**EXERCISE DIRECTIONS**
Please gather every line of the items below that contains the word "timber" and copy each one in full. Case counts, so only lines with an exact match qualify.

**EXTRACTED MATERIAL**
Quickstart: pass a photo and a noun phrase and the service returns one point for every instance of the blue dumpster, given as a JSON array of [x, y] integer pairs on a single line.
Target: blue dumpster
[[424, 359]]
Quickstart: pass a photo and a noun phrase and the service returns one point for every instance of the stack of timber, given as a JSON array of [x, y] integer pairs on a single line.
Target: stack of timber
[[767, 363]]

...

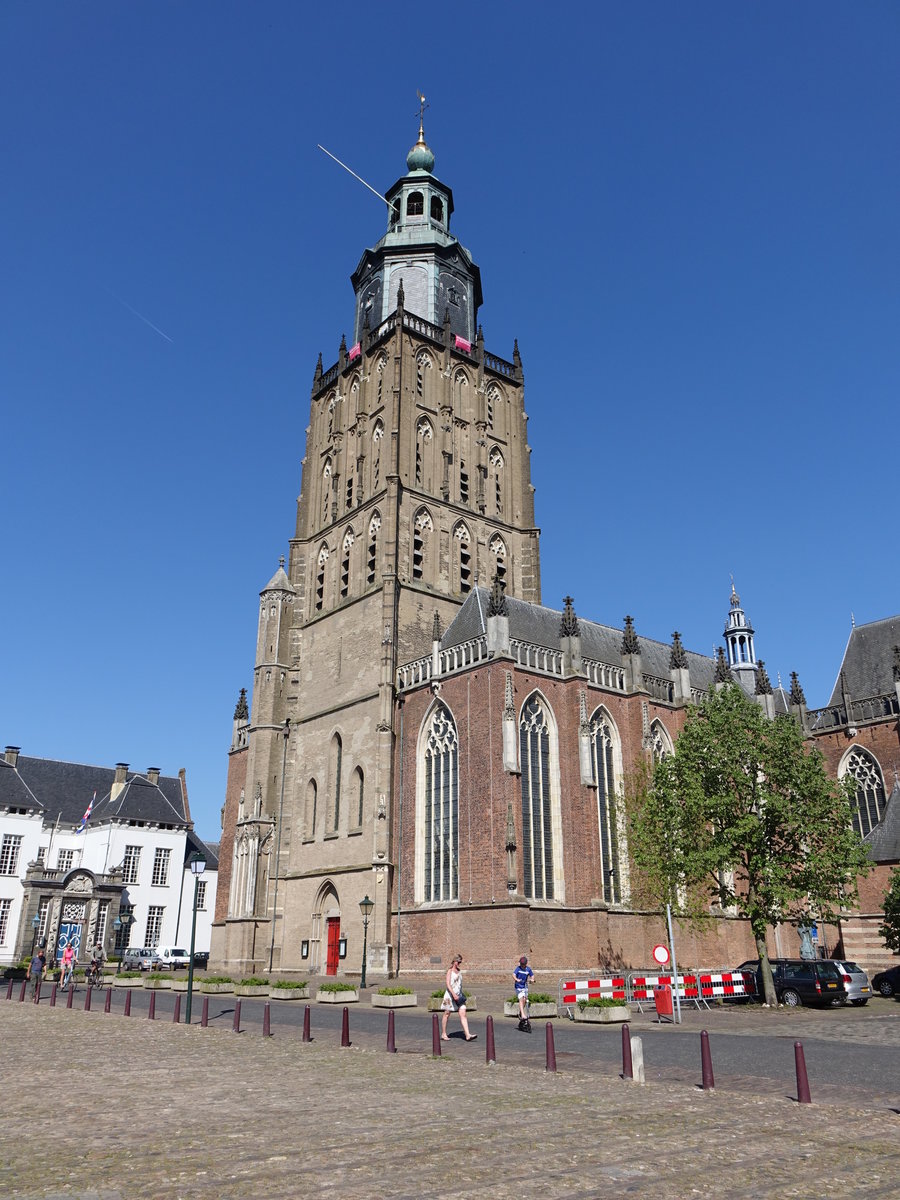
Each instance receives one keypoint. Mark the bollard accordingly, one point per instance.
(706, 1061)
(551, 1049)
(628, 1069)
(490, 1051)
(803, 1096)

---

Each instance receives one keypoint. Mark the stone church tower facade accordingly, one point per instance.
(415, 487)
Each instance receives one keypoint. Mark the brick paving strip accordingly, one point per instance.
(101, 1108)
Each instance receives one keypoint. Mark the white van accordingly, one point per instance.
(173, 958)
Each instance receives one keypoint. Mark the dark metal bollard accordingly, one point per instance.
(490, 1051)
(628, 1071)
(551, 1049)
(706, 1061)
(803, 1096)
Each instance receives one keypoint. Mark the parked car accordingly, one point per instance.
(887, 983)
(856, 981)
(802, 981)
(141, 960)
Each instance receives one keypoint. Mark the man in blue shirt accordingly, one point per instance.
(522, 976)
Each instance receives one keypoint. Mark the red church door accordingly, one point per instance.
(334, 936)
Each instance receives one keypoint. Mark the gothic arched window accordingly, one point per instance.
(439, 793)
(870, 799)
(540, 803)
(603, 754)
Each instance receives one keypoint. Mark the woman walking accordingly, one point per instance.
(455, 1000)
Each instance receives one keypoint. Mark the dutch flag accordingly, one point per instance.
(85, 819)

**REPLY TO THE EXERCISE**
Quickstart: pass a photo and a noun phrase and the service returns one point for every instance of the stack of timber, given as a JSON array of [x, y] integer pairs on a single line.
Target: stack of timber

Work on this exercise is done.